##### EXERCISE INPUT #####

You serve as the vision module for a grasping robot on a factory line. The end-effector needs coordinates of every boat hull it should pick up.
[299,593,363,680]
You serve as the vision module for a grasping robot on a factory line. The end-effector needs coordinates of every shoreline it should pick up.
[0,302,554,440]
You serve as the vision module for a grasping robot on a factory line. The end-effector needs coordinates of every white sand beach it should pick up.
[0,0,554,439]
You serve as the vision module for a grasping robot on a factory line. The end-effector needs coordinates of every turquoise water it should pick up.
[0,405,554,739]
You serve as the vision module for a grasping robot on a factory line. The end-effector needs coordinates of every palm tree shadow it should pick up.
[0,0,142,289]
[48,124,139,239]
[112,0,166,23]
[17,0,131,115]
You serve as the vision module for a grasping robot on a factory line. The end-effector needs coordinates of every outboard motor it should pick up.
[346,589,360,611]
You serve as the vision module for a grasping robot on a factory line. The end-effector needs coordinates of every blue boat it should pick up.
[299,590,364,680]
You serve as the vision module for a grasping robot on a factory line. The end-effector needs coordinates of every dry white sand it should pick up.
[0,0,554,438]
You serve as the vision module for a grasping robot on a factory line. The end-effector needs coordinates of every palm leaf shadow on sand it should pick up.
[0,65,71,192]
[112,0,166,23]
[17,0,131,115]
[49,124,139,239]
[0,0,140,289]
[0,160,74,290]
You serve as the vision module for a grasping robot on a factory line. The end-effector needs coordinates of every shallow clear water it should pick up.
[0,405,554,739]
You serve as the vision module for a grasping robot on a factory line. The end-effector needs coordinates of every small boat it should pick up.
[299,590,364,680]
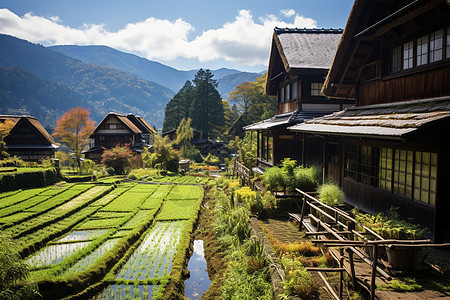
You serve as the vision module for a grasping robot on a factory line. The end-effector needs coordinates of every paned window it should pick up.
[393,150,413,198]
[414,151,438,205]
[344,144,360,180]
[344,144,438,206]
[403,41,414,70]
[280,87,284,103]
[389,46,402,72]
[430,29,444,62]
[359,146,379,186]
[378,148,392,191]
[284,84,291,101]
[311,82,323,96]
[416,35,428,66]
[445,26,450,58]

#####

**TASK BRIEF:** Change every "grasping robot" in the items above to "sorting robot", and reproduce the items otherwise unchanged, leaving out the pictures.

**FINISHED ANSWER:**
You serve as the vision module for a sorting robot on a factory line. The end-effector needs coordinates of every boat hull it should pick up.
[299,593,363,680]
You serve as the vision module for a sorting robot on a factory line. The end-effector needs coordinates of every shoreline it should pick up.
[0,302,554,440]
You serve as the vision module for a sorting robot on a factory line. The end-effector needs coordinates of every white sand beach it should pick up.
[0,0,554,439]
You serve as the vision module for a sorting robot on a factory line. The end-effector needs coordinates of every turquoise water it should pick up.
[0,405,554,739]
You serve as the vision module for a sorting robot on a factory line. The end-effector needs coordinates of every palm tree shadow it should pick up.
[0,0,142,289]
[48,124,139,239]
[112,0,166,23]
[17,0,131,115]
You serve as the vision module for a sorting robot on a factory line. The end-effector needs coordinates of every outboard motor it should pick up.
[346,589,360,611]
You serve as the vision module for a sorting robot on a factory line. The end-effector needs coordinates of every blue boat it should pick up.
[299,590,364,680]
You serve as the vision module for a sorting robot on a factory line. The end-effector needs coordinates of every dry white sand it should pick up.
[0,0,554,438]
You serve as the vision module for a sorting robot on a factory line. The end-effector needs coordinates of every palm leaf shadow on sand it should pick up.
[0,65,71,192]
[112,0,166,23]
[17,0,131,115]
[49,124,139,239]
[0,0,140,289]
[0,160,74,290]
You serve as the vision module for a sorting robot on a factory line. The end-effector needs coordinates of every shallow clear water it should pick up.
[0,405,554,739]
You serve as the vision module for a sorting robot on a factory line. The end-effector needs coordinates of every small boat it should pick up.
[299,590,364,680]
You serve as the vision module for a sorting robot on a factory line. The end-effector needs coordinates of every paned window it should pick up.
[393,150,413,198]
[414,151,438,205]
[344,144,360,180]
[344,144,438,206]
[403,41,414,70]
[280,87,284,103]
[389,46,402,72]
[430,29,444,62]
[359,146,379,186]
[378,148,392,191]
[284,84,291,101]
[311,82,323,96]
[416,35,428,66]
[445,26,450,58]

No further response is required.